De Gemeente Meerssen wenst de overeenkomsten met de staanplaatshouders niet over te nemen.
2.9.
De rechtbank deelt het standpunt van de Gemeente Meerssen. Daar de overeenkomsten met betrekking tot de staanplaatsen voor deze caravans tussen [gedaagde] en de houders van de staanplaatsen zijn gesloten, komt het voor verantwoordelijkheid van [gedaagde] dat deze plaatsen tijdig worden ontruimd.
Dwangsom
2.10.
De rechtbank is van oordeel dat, mede nu niet langer voor [gedaagde] onduidelijk is welke opstallen verwijderd moeten worden, de vordering tot het opleggen van een dwangsom kan worden toegewezen. De dwangsom zal worden bepaald op een bedrag van
€ 500,- per dag dat [gedaagde] met de ontruiming in gebreke blijft, tot een maximum van
€ 50.000,- is bereikt.
Ontruimingsdatum
2.11.
Partijen hebben beide de voorkeur uitgesproken voor een ontruimingstermijn van drie tot zes maanden, gelegen in de periode na de herfstvakantie tot 1 april. De rechtbank zal gelet hierop de uiterste datum waarop [gedaagde] op aangeven van de Gemeente Meerssen tot ontruiming dient over te gaan, bepalen op 31 maart 2021.
De vergoeding op grond van artikel 23 erfpachtovereenkomst
2.12.

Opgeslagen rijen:
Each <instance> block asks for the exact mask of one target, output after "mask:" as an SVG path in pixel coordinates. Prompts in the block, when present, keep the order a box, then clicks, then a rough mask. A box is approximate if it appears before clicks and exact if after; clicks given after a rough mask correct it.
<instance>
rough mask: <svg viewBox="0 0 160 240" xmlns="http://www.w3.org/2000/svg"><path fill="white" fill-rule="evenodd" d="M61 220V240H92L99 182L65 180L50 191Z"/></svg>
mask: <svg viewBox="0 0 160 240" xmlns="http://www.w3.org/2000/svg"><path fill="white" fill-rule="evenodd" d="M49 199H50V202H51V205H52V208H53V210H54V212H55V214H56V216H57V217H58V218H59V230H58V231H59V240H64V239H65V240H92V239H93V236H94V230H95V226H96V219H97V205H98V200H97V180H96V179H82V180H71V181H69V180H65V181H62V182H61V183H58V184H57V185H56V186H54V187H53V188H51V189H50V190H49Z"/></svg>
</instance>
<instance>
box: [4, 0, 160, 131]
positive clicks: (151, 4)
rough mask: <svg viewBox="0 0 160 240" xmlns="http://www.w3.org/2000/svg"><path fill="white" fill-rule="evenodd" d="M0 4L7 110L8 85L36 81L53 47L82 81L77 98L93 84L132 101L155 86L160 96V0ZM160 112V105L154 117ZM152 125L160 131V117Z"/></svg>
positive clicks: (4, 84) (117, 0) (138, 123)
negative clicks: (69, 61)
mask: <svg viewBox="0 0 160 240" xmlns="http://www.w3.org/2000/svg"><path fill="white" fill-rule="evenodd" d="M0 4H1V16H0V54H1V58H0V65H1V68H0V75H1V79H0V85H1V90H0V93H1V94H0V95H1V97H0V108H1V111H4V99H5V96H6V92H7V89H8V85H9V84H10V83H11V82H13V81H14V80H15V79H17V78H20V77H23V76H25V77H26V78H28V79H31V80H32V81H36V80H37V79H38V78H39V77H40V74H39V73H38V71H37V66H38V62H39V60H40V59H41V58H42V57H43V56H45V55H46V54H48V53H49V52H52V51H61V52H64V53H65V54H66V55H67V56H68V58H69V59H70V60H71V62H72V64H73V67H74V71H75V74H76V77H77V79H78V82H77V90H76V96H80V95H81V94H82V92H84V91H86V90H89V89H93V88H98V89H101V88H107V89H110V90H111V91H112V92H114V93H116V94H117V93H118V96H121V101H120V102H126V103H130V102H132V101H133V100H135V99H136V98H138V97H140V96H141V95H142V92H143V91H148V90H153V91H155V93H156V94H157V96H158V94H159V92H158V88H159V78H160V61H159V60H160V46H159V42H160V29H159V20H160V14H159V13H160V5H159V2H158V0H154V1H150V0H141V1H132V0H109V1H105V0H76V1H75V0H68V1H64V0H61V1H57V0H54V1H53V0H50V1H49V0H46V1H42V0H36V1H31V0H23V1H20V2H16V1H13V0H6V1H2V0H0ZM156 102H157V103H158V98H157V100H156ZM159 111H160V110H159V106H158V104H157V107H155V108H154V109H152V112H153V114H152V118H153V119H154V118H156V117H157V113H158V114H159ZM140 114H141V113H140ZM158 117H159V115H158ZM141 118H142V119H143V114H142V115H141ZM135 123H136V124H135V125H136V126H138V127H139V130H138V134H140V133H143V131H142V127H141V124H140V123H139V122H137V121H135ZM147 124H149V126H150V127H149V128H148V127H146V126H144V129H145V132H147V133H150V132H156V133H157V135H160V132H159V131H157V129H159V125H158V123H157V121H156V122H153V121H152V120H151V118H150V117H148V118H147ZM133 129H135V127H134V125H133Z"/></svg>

**Vereiste werkzaamheden**
1. Geef voor elke uitspraak aan of deze met de studietekst overeenstemt: (a) de dwangsom bedraagt € 500,- per dag, (b) de Gemeente Meerssen wil de overeenkomsten met de staanplaatshouders overnemen, (c) de uiterste ontruimingsdatum is 31 maart 2021. Antwoord per uitspraak met ja of nee en citeer de doorslaggevende woorden uit de studietekst.
2. Tot welk maximumbedrag kan de dwangsom volgens de studietekst oplopen?

**Overzicht antwoorden**
1.
(a) Ja: "€ 500,- per dag"
(b) Nee: "wenst de overeenkomsten met de staanplaatshouders niet over te nemen"
(c) Ja: "bepalen op 31 maart 2021"

2. € 50.000,-